==== 引用文字

1. 簡介
十一放假期間在脈脈上看見一道面試題討論的很火熱:
Java中字符串是如何存儲的?
這一問題看似簡單,但是背後卻隱藏了很多深層機制,本文將逐一介紹相關技術原理。
2. 字符串類
字符串廣泛應用於Java編程中,在Java中字符串屬於對象,Java提供了String 類來創建和操作字符串。
2.1 java.lang.String
java.lang.String成員變量如下:
public final class String
implements java.io.Serializable, Comparable<String>, CharSequence {
/** The value is used for character storage. */
private final char value[];
/** Cache the hash code for the string */
private int hash; // Default to 0
/** use serialVersionUID from JDK 1.0.2 for interoperability */
private static final long serialVersionUID = -6849794470754667710L;
String類包含了兩個私有的final變量,int hash用於緩存hash值,char數組用於儲存數據。
2.2 char
Java運行時,char按UTF-16編碼,一個char需要佔用兩個字節(生僻字除外)。
2.3 數組
JVM中數組相關的類主要包括:
ArrayKlass
arrayOopDesc
分別對應與類的元數據和類的實例數據,ArrayKlass和arrayOopDesc分別是Klass和oopDesc的子類,也就意味着,Java中數組同樣也是一類對象。
以及他們的子類,TypeArrayKlass和typeArrayOopDesc用來描述基本類型數組,而ObjArrayKlass和objArrayOopDesc用來描述對象數組。

========
==== 資料集內容

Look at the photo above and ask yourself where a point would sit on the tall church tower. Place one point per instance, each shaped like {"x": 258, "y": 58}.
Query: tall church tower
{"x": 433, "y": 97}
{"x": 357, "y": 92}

========

任務說明 >> 將談Java字符串存儲的那篇文章逐字複製一段:從含有「2.1 java.lang.String」的地方開始,到「存hash值,char數組用於儲存數據。」之後停止。 這些資料出自另一來源。

任務結果 >>
2.1 java.lang.String
java.lang.String成員變量如下:
public final class String
implements java.io.Serializable, Comparable<String>, CharSequence {
/** The value is used for character storage. */
private final char value[];
/** Cache the hash code for the string */
private int hash; // Default to 0
/** use serialVersionUID from JDK 1.0.2 for interoperability */
private static final long serialVersionUID = -6849794470754667710L;
String類包含了兩個私有的final變量,int hash用於緩存hash值,char數組用於儲存數據。